**Work required**
Please restate the lines shown below exactly, every one of them.

Natural-language object grounding data
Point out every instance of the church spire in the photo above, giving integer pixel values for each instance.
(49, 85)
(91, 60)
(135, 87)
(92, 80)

**Problem solution**
Point out every instance of the church spire in the photo above, giving integer pixel values for each instance.
(49, 85)
(91, 60)
(135, 87)
(92, 80)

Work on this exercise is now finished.